== INSTRUCTIONS FOR THE TASK ==
Collect every line of the records below that contains the word "bush".

Saved data entries:
···
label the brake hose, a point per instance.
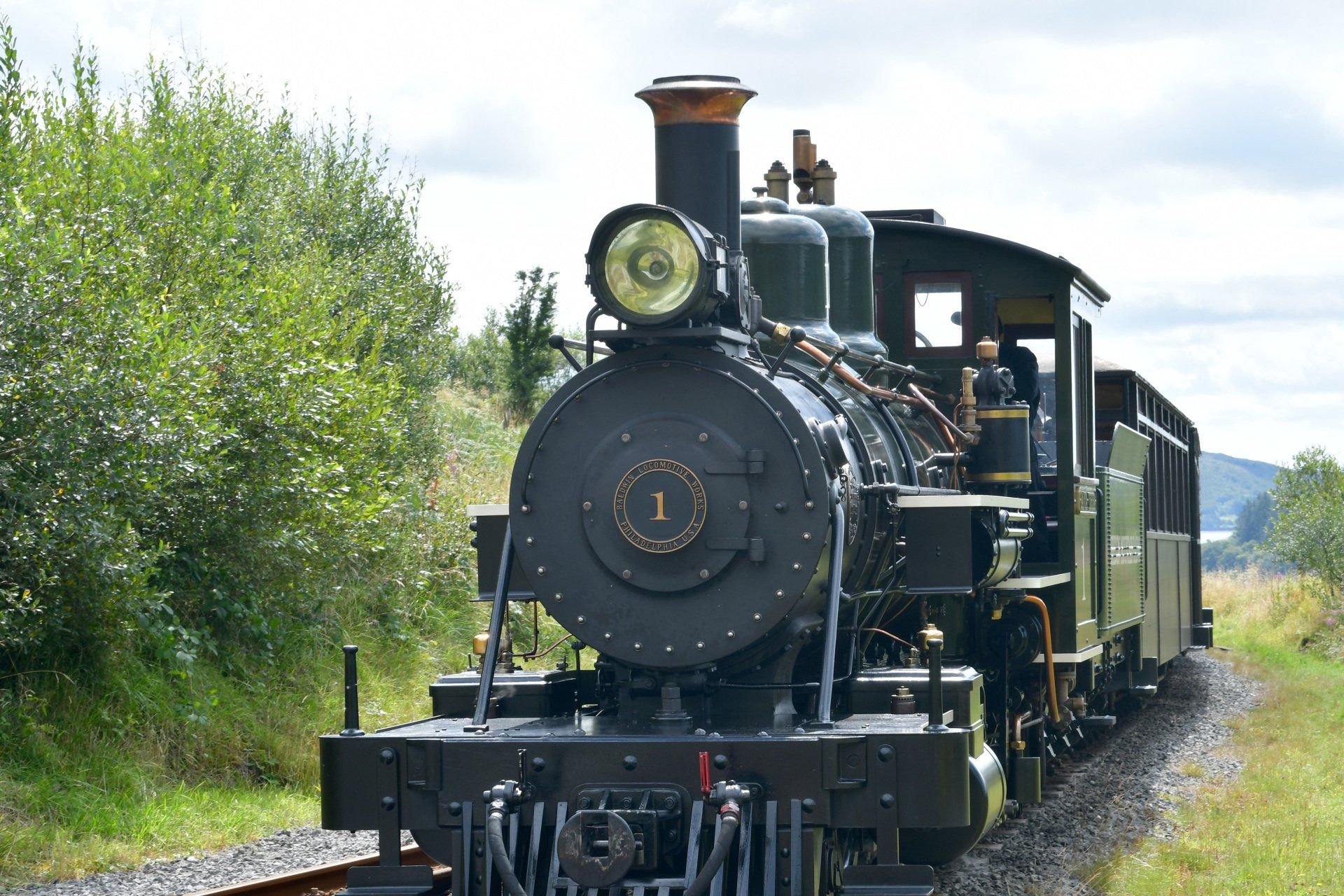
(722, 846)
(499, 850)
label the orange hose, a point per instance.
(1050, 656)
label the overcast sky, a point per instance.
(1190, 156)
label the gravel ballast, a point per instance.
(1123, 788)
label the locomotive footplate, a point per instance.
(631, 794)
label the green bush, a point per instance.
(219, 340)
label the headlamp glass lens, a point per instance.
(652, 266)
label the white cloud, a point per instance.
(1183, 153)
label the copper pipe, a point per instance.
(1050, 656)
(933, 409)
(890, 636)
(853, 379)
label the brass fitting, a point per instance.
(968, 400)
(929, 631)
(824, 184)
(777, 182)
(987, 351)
···
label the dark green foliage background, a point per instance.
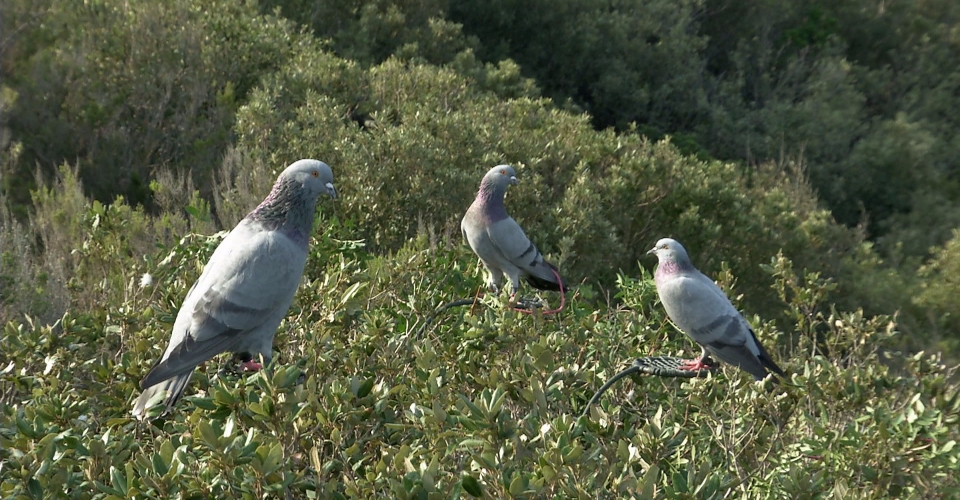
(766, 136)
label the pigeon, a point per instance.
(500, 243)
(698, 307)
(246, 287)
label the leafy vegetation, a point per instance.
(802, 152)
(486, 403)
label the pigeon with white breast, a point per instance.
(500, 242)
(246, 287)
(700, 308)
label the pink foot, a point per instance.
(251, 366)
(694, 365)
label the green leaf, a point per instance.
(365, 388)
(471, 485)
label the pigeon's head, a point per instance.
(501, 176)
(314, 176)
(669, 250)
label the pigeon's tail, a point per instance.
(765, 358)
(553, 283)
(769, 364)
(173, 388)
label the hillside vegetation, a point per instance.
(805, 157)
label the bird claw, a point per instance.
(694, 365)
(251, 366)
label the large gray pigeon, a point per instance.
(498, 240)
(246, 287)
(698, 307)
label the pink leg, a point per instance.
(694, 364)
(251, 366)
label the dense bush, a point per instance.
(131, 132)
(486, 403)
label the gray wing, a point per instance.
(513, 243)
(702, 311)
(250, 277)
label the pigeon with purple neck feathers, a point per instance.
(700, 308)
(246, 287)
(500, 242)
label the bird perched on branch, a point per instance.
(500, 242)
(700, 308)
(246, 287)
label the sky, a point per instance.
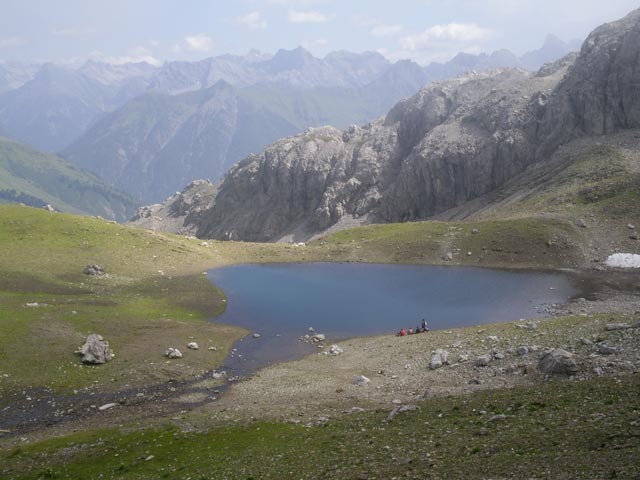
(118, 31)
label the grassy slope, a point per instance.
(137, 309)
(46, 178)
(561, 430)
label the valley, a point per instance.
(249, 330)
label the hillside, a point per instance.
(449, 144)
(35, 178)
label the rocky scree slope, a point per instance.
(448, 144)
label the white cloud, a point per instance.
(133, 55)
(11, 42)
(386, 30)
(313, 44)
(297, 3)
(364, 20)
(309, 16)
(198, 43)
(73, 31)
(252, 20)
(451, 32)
···
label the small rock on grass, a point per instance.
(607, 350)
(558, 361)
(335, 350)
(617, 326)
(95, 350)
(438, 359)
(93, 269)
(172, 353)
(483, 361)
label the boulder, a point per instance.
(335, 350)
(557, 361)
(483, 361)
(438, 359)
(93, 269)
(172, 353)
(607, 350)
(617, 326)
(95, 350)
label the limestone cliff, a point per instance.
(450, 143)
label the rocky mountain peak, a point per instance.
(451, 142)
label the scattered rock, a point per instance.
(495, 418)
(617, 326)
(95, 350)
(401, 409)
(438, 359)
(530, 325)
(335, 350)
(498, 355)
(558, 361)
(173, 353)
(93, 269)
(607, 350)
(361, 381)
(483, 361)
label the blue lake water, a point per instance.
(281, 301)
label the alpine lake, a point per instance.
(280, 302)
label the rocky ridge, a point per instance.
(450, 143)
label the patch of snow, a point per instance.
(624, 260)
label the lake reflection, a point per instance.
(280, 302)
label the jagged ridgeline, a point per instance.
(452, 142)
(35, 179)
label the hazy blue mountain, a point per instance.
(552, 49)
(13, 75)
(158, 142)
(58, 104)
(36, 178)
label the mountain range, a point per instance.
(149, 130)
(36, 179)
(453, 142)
···
== OUTPUT BELOW ==
label the green bush, a point per instance.
label the dense bush, a point per instance.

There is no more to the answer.